(Point placement records)
● ● ● ● ●

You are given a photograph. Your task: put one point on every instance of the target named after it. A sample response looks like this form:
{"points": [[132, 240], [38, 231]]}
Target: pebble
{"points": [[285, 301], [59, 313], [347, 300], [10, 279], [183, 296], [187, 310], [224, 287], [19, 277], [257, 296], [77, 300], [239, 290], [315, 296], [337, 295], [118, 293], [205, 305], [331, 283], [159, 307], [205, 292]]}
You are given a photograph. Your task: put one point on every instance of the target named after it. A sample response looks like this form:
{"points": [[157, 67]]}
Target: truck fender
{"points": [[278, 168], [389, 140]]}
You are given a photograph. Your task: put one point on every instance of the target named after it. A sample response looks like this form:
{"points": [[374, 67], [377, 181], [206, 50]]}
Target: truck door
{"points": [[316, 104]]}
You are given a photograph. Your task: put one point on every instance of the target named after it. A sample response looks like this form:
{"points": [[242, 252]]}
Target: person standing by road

● ● ● ● ●

## Do this
Quote the entire listing above exactly.

## Complete answer
You are given a photograph. Your task: put one point on every instance of the target named after it. A sample response looks like this form:
{"points": [[132, 240], [38, 231]]}
Target: pebble
{"points": [[285, 301], [59, 313], [347, 300], [10, 279], [183, 296], [187, 310], [224, 287], [19, 277], [257, 296], [77, 300], [239, 290], [315, 296], [337, 295], [118, 293], [205, 305], [331, 283], [159, 307], [205, 292]]}
You are given a photograph. Your task: put one point on every instance of the target named after it. A sample response looks like this form:
{"points": [[157, 67]]}
Target: truck fender
{"points": [[278, 168], [389, 140]]}
You are given a photograph. Your task: put one point on every instance of the target named after it. A sample response looks like this form:
{"points": [[374, 67], [377, 181], [206, 50]]}
Target: truck door
{"points": [[316, 104]]}
You are given a photograph. Your task: put one point on every instance of the target named after it. A sample response looks like this form:
{"points": [[242, 252]]}
Target: person standing by road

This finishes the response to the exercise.